### Kutipan pilihan
::::::

Tawasul
Istilah tawasul tentu telah populer di telinga kita, apalagi bagi
masyarakat pedesaan yang akrab dengan tradisi yasinan dan tahlilan. Bagi sebagian
saudara muslim kita yang lain, tawasul dianggap sebagai perbuatan bid’ah yang
harus ditinggalkan. Mereka menganggap pelaku tawasul telah terjebak pada
perbuatan syirik yang menyebabkan pelakunya kelak menyesal untuk selama-lamanya
karena kekal di neraka. Lantas apa sebenarny tawasul itu?
Muhammad Musthofa Luthfi Ghozali mengatakan bahwa tawasul adalah
melaksanakan hubungan secara ruhaniah (interaksi ruhaniah), dilaksanakan antara
orang yang sedang beribadah kepada Swt dengan guru-guru pembimbing ruhaniah
(guru mursyid), baik orang tersebut masih hidup maupun sudah mati. Menurutnya hal
ini dilakukan dalam rangka para salik mengambil jalan untuk sampai (wushul)
kepada Allah Swt.

::::::

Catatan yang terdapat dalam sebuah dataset

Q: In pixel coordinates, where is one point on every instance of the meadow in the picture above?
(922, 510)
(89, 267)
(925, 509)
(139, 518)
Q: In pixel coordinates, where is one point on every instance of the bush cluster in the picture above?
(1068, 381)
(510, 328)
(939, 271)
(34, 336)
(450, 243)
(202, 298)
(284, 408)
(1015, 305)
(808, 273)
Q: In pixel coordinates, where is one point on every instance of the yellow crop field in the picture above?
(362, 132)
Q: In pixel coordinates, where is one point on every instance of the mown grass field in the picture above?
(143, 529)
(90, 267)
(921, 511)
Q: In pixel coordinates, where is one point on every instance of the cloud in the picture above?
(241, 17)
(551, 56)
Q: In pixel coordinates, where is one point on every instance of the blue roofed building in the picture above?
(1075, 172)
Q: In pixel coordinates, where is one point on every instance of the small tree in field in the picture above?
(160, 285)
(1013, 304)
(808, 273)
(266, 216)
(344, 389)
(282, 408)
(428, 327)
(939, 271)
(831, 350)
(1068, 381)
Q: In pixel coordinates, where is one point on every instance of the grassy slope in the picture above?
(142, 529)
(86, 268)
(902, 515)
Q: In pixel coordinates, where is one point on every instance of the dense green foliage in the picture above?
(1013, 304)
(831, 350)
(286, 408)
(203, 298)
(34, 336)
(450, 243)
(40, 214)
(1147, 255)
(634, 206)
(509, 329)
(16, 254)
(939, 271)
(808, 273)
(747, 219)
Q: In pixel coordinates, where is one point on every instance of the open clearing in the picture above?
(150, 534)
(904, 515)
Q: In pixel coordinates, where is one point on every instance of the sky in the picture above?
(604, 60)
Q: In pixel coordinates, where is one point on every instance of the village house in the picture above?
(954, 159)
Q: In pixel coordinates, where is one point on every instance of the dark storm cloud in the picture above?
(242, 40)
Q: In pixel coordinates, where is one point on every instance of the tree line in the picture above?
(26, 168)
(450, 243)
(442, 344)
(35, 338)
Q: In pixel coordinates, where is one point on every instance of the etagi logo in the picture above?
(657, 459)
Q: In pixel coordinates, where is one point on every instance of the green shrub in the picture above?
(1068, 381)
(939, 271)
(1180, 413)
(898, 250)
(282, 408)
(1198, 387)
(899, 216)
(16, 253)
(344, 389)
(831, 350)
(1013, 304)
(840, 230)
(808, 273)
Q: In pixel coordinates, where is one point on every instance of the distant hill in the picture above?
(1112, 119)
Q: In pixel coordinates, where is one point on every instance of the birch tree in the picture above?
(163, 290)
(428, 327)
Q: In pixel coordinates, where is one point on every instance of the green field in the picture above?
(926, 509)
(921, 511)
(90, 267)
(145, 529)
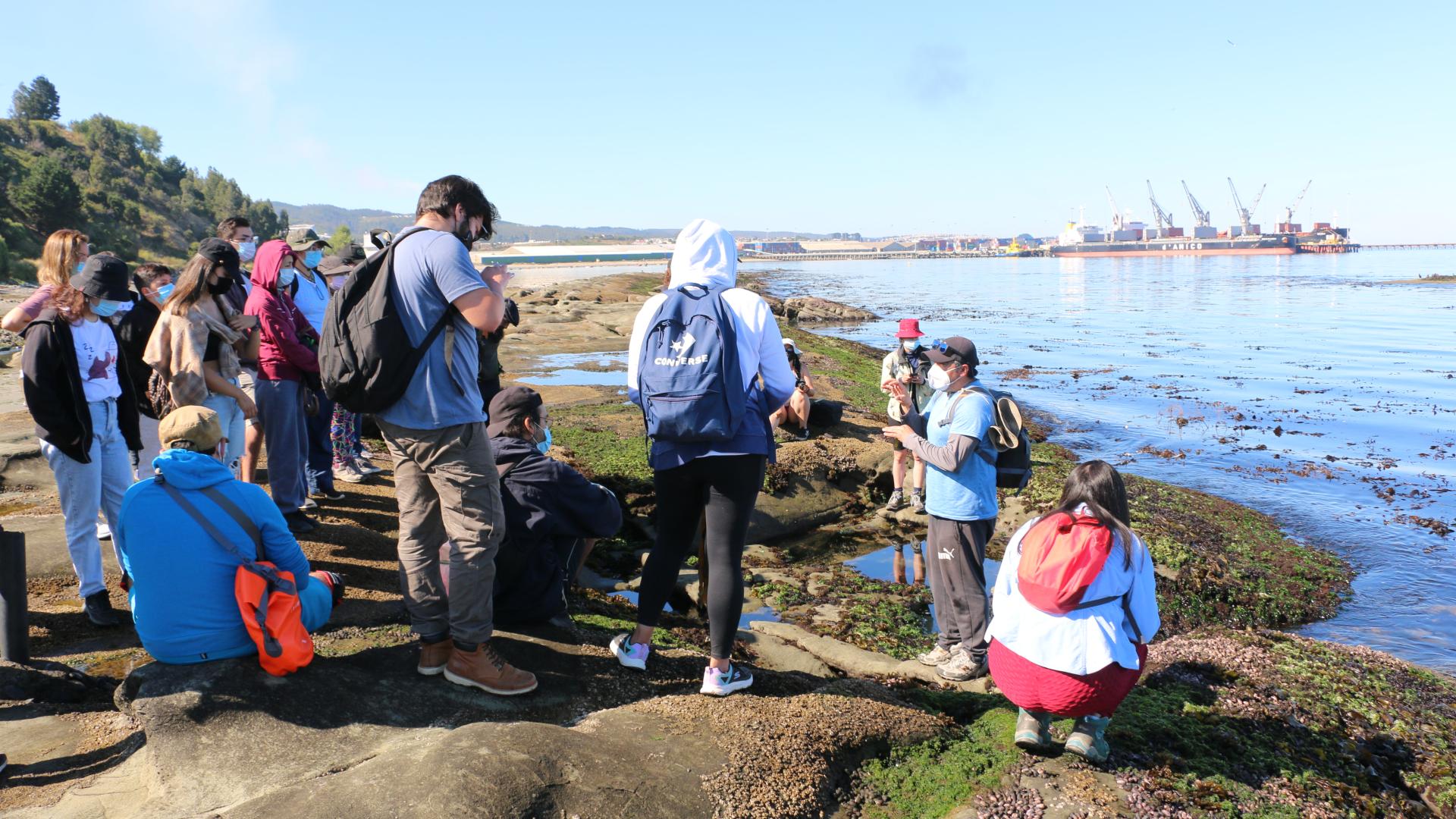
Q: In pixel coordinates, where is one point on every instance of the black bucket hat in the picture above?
(104, 278)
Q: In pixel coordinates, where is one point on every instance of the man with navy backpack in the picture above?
(444, 471)
(951, 435)
(695, 365)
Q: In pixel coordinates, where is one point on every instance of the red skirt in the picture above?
(1036, 689)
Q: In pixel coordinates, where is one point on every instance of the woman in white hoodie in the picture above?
(718, 480)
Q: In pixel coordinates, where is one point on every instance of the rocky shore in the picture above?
(1231, 719)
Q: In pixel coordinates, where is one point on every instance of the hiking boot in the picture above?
(1033, 730)
(723, 684)
(962, 668)
(631, 654)
(1087, 739)
(435, 656)
(98, 610)
(935, 656)
(487, 670)
(348, 472)
(300, 523)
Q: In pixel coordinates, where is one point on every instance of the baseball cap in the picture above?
(956, 350)
(104, 276)
(303, 240)
(223, 253)
(509, 406)
(191, 428)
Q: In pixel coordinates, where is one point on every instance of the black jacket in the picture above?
(549, 506)
(133, 333)
(55, 395)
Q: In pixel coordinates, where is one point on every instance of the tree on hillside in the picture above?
(36, 101)
(47, 196)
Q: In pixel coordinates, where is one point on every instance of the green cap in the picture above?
(303, 240)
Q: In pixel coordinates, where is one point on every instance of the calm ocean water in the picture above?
(1298, 385)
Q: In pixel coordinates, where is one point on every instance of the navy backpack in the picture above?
(689, 379)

::::::

### Daftar tugas
a - Cetak bagian kutipan tentang tawasul yang dimulai dari "Muhammad Musthofa Luthfi" dan berakhir pada "untuk sampai (wushul)".
b - Menurut kutipan tentang tawasul, dengan siapa orang yang sedang beribadah menjalin hubungan ruhaniah?
c - Teruskan kutipan tentang tawasul mulai sesudah kalimat terakhir yang tampak.
Catatan tersebut adalah bahan tersendiri, terpisah dari kutipan tentang tawasul.

### Hasil latihan
a -
Muhammad Musthofa Luthfi Ghozali mengatakan bahwa tawasul adalah
melaksanakan hubungan secara ruhaniah (interaksi ruhaniah), dilaksanakan antara
orang yang sedang beribadah kepada Swt dengan guru-guru pembimbing ruhaniah
(guru mursyid), baik orang tersebut masih hidup maupun sudah mati. Menurutnya hal
ini dilakukan dalam rangka para salik mengambil jalan untuk sampai (wushul)

b - Dengan guru-guru pembimbing ruhaniah (guru mursyid), baik yang masih hidup maupun sudah mati.

c -
Tawasul merupakan upaya yang dilakukan oleh para pelaku suluk untuk
menjalin komunikasi dengan para mursyid yang dengannya mereka terbimbing dalam
menjalankan perajalanannya menuju kepada Allah Swt. Tawasul bukanlah menyembah
kepada mereka yang telah meninggal dunia, atau menyembah kepada para mursyid
sebagaimana yang dituduhkan sebagian orang yang tidak setuju dengan adanya laku
ini.
Secara naqliyyah, tawasul memiliki dasar yang kuat baik dari
al-Qur’an maupun hadits. Sebagai contoh, al-Qur’an menyebutkan dalam Surat
al-Maidah (5); 35, “Hai orang-orang yang beriman, bertaqwalah kepada Allah
dan carilah jalan (tawasul) yang mendekatkan diri kepada-Nya”, al-Taubah
(9); 119, “Hai orang-orang yang beriman bertaqwalah kepada Allah dan
hendaklah kamu bersama-sama orang-orang yang shiddiq (tawasul)”,
al-Baqarah (2); 43, “Dan dirikanlah shalat, tunaikanlah zakat dan ruku’lah
bersama-sama orang-orang yang ruku’ (wasilah)”.
Ayat-ayat di atas menunjukkan bahwa tawasul merupakan perintah
Allah Swt kepada hamba-hamba-Nya yang beribadah kepada-Nya. Dengan tawasul maka
diharapkan hati mereka lebih khusyu’ dan terfasilitasi untuk wushul kepada-Nya,
dan do’a-do’a yang mereka panjatkan lebih mendekati kepada terbukanya pintu ijabah.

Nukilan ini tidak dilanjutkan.